◆ **Record set**:
=====

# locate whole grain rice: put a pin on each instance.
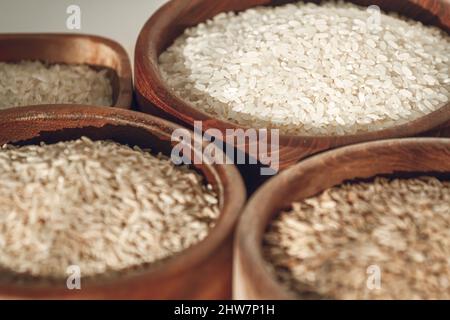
(311, 69)
(33, 82)
(102, 206)
(328, 245)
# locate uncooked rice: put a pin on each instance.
(33, 82)
(328, 245)
(311, 69)
(102, 206)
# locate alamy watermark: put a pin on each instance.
(214, 147)
(73, 21)
(374, 277)
(73, 281)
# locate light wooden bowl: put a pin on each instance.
(203, 271)
(155, 96)
(94, 51)
(252, 277)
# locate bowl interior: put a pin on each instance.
(392, 158)
(50, 124)
(173, 18)
(98, 53)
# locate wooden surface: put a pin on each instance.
(252, 278)
(154, 96)
(202, 271)
(95, 51)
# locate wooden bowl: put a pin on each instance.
(155, 96)
(202, 271)
(252, 277)
(95, 51)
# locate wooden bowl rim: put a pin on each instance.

=====

◆ **What to produce**:
Please set down the whole listing exactly, apart from the pictures.

◆ **Response area**:
# locate whole grain rice: put a pin on each instance.
(311, 69)
(33, 82)
(102, 206)
(328, 245)
# locate uncooked rice: put a pin on each instance.
(33, 82)
(328, 245)
(311, 69)
(102, 206)
# locate alamy watermark: put a pin on each instance.
(214, 147)
(73, 21)
(374, 277)
(73, 281)
# locate light wooden bowl: put a pin on each instance.
(203, 271)
(155, 96)
(94, 51)
(252, 277)
# locate bowl interior: put a pin on each instance.
(392, 158)
(50, 124)
(173, 18)
(98, 53)
# locate wooden surface: put a pin on each instance.
(252, 278)
(154, 96)
(202, 271)
(95, 51)
# locate wooden bowl: put a pin on each instance.
(155, 96)
(202, 271)
(252, 277)
(95, 51)
# locate wooden bowl rim: put a pin on each instance.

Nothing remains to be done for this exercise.